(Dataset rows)
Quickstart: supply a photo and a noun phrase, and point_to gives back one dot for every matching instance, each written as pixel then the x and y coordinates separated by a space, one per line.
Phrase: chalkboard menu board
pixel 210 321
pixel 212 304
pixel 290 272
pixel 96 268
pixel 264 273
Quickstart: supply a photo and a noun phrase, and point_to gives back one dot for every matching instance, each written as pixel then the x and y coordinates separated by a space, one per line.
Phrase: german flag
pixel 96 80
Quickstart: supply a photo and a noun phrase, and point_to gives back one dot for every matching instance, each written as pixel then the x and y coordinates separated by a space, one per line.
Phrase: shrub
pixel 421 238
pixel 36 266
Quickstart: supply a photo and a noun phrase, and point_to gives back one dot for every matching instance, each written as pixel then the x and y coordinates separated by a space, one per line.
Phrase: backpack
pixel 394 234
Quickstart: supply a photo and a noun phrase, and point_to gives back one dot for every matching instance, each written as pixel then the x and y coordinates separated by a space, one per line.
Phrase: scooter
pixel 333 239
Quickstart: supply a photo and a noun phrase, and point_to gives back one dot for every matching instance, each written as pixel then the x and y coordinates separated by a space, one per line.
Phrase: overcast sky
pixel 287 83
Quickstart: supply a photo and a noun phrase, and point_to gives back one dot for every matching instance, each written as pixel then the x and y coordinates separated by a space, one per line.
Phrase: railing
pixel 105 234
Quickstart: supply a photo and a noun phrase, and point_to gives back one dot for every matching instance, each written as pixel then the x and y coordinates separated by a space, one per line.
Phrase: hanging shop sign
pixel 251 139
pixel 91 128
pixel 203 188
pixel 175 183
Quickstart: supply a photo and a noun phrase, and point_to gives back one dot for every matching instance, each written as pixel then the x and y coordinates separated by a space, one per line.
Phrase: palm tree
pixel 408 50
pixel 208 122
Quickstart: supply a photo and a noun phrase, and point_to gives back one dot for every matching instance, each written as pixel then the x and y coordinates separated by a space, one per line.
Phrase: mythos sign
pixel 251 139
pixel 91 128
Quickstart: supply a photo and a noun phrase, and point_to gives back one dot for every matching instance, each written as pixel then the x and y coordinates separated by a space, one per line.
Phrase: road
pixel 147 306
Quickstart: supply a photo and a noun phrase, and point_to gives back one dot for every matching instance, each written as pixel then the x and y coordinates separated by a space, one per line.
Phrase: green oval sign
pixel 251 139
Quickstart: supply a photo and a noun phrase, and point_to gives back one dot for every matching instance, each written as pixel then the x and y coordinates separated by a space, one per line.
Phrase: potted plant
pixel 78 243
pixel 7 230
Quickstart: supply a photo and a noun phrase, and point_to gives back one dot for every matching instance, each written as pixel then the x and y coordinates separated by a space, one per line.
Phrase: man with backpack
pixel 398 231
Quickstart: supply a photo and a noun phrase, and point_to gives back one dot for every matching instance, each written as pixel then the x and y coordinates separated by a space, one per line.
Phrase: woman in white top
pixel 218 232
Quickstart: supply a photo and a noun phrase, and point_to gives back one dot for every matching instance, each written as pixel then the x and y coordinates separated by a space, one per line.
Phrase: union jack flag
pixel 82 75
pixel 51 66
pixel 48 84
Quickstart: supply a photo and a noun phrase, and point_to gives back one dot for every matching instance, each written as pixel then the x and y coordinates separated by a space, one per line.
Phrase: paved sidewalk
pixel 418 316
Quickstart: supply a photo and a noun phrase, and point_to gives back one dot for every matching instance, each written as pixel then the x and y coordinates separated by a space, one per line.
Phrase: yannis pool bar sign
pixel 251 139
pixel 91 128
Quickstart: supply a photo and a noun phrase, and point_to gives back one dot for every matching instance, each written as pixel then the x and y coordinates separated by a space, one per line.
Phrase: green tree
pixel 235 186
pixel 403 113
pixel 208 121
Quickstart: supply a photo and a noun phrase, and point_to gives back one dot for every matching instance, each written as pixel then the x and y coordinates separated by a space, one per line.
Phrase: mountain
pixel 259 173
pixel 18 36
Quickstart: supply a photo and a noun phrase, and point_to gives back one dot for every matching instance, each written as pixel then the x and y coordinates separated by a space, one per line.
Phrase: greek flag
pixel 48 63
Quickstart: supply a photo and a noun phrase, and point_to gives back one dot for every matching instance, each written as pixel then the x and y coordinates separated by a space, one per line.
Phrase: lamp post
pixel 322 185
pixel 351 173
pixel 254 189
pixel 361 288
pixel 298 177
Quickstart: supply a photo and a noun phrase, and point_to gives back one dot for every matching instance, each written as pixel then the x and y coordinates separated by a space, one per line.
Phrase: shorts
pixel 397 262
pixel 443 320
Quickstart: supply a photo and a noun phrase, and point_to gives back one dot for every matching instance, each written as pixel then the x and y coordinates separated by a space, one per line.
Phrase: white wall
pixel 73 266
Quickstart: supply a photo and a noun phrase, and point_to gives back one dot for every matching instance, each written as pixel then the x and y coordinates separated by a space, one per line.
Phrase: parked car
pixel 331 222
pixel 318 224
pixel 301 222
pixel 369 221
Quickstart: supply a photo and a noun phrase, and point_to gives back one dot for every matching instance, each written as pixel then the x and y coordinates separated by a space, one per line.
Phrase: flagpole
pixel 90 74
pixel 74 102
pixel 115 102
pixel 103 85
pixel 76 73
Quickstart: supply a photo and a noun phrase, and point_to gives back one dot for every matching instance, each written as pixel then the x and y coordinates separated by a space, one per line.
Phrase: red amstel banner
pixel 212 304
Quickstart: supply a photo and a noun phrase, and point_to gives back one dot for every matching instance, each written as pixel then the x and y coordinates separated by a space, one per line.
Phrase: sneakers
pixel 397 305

**Your instructions:**
Rewrite these lines, switching every "Quickstart" to "Overview" and keeping everything else the same.

**Exercise solution:**
Overview: supply a photo and a noun phrase, and point_to gives back one dot for every matching instance, each written as pixel then the x and y coordinates separated by a space, one per line.
Phrase: chalkboard menu board
pixel 210 321
pixel 212 304
pixel 290 272
pixel 96 268
pixel 264 273
Overview: supply a photo and a noun phrase, and point_to gives back one dot for every matching instance, each written as pixel then the x and y coordinates separated by a space, one per line.
Phrase: german flag
pixel 96 80
Overview: supply a photo and a noun phrase, and point_to gives back one dot for every matching instance, each written as pixel then the x and y coordinates separated by a space, one per line.
Phrase: shrub
pixel 421 238
pixel 36 266
Overview: supply a photo and a noun phrase, and point_to gives back one dot for every matching instance, each written as pixel then the x and y coordinates separated by a space, one per line.
Phrase: backpack
pixel 394 234
Overview: supply a photo and a noun phrase, and point_to gives back one dot for every matching instance, each written as pixel then the x and y coordinates separated by a space, one per line.
Phrase: scooter
pixel 333 239
Overview: supply a photo and a noun phrase, and point_to gives back one dot for every matching instance, each written as pixel then the x and y coordinates separated by a space, one per line.
Phrase: overcast sky
pixel 287 83
Overview: supply a photo and a noun phrase, and point_to gives back one dot for every matching instance, each written as pixel then the x and y coordinates separated by a space, one per line.
Phrase: railing
pixel 105 234
Overview: supply a photo and a noun phrase, and point_to gives back one dot for every matching instance, each written as pixel then the x and y coordinates separated by a space, one per line.
Phrase: hanging shop sign
pixel 251 139
pixel 91 128
pixel 203 188
pixel 175 183
Overview: supply a photo and a noun phrase, and point_to gives back one dot for every matching instance, each written as pixel then the x and y coordinates separated by a space, one per line.
Phrase: palm tree
pixel 408 50
pixel 208 122
Overview: supply a photo and a noun phrase, and point_to gives back one dot for every matching instance, each written as pixel then the x and y coordinates separated by a space, one per line.
Phrase: mythos sign
pixel 251 139
pixel 91 128
Overview: supply a photo and a noun phrase, and point_to gives back one dot for every matching instance, each written as pixel then the x and y coordinates separated by a space, one per line.
Phrase: road
pixel 147 306
Overview: supply a photo and a noun phrase, and point_to gives back one dot for every matching instance, each written as pixel then the x and y coordinates separated by a space, one per line.
Phrase: green oval sign
pixel 251 139
Overview: supply a photo and a noun phrase, and point_to gives back one dot for every matching instance, each written as pixel then the x and y coordinates separated by a space, one per line.
Phrase: potted plant
pixel 78 243
pixel 7 230
Overview: supply a photo and a noun phrase, and point_to gives back one dot for every matching instance, each written as pixel then the x and y coordinates separated by a space, one per line.
Phrase: man with backpack
pixel 398 231
Overview: supply a photo and a noun phrase, and point_to gives back one dot for every matching instance, each written as pixel then the x and y coordinates separated by a space, one per line.
Phrase: woman in white top
pixel 218 232
Overview: supply a photo and a noun phrase, and point_to gives back one dot for every matching instance, each written as pixel then the x and y coordinates separated by a space, one per line.
Phrase: union jack flag
pixel 82 75
pixel 51 66
pixel 48 84
Overview: supply a photo and a noun phrase, and point_to gives back one dot for every matching instance, each written as pixel then the x and y coordinates separated by a space, one per line.
Phrase: paved sidewalk
pixel 418 316
Overview: supply a photo and a noun phrase, and point_to gives back one dot for every matching instance, each written as pixel then the x and y coordinates separated by a space, one per line.
Phrase: yannis pool bar sign
pixel 251 139
pixel 91 128
Overview: supply a photo and a noun phrase, and point_to gives back one dot for every matching instance, each written as pixel then the x and y coordinates separated by a space, one per line.
Phrase: green tree
pixel 235 186
pixel 403 113
pixel 208 121
Overview: supply a photo and a noun phrase, and point_to gives back one dot for every matching instance, each written as pixel then the x and y coordinates separated by a space, one per line.
Phrase: mountain
pixel 259 173
pixel 18 36
Overview: supply a photo and a noun phrase, and point_to gives back one dot for every matching instance, each written as pixel then the x and y coordinates separated by a space, one per line.
Phrase: greek flag
pixel 48 63
Overview: supply a photo and a noun phrase, and point_to gives back one dot for every matching instance, each written as pixel then the x and y coordinates separated by a space, one per line.
Phrase: lamp post
pixel 322 185
pixel 351 173
pixel 254 189
pixel 361 288
pixel 298 177
Overview: supply a photo and a noun phrase, and point_to gives back one dot for every matching instance, each written as pixel then the x and y coordinates separated by a space, one per line.
Phrase: shorts
pixel 397 262
pixel 443 320
Overview: supply a photo and a noun phrase, and point_to gives back one dot for every matching instance, each written as pixel then the x and y coordinates separated by a space, one per line.
Phrase: white wall
pixel 73 266
Overview: supply a photo and a noun phrase, and point_to gives back one dot for every matching instance, each written as pixel then the x and y coordinates separated by a space, one per line.
Phrase: parked car
pixel 331 222
pixel 318 224
pixel 301 222
pixel 369 221
Overview: supply a photo and a noun phrase, and point_to gives back one dot for every matching instance, each written as pixel then the x and y coordinates separated by a space, one per line.
Phrase: flagpole
pixel 90 74
pixel 74 102
pixel 115 102
pixel 103 85
pixel 76 73
Overview: supply a photo and a noun phrase, and point_to gives back one dot for every matching instance, each written as pixel then the x and y coordinates separated by a space, one per line.
Phrase: red amstel banner
pixel 212 304
Overview: supply a photo and a noun phrase, and point_to gives back one dot for every matching instance, each written as pixel then the x and y coordinates separated by a space, one per line.
Phrase: sneakers
pixel 397 305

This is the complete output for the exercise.